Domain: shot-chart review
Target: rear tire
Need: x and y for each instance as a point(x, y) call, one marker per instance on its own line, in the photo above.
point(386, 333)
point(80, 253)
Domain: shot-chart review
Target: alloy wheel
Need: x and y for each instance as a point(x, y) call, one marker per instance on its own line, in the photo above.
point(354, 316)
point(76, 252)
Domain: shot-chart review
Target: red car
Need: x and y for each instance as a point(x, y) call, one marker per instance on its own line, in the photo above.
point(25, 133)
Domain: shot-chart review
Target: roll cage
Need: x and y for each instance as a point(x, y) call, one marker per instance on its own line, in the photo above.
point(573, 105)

************

» **Written instruction**: Rescale the data above by repeating every line, requests included, with each x and y coordinate in the answers multiplied by 0.8 and rounded to a whole number (halves round up).

» **Response to this exercise**:
Domain: shot-chart review
Target: rear tire
Need: x and y for each instance as a point(x, y) call, one marker per instance on its own line, in the photo above.
point(309, 266)
point(64, 202)
Domain: shot-chart review
Target: alloy wheel
Need: x and y for each instance as a point(x, y) call, one marker per instance on its own line, in the photo above.
point(283, 253)
point(61, 202)
Domain: shot-chart review
Target: red car
Need: x and y for each instance as a point(x, y) call, one marker per instance on its own line, in the photo above.
point(20, 106)
Domain: shot-chart review
Target: roll cage
Need: x and y for each instance as a point(x, y) call, one marker per instance on its own line, in the photo above.
point(458, 84)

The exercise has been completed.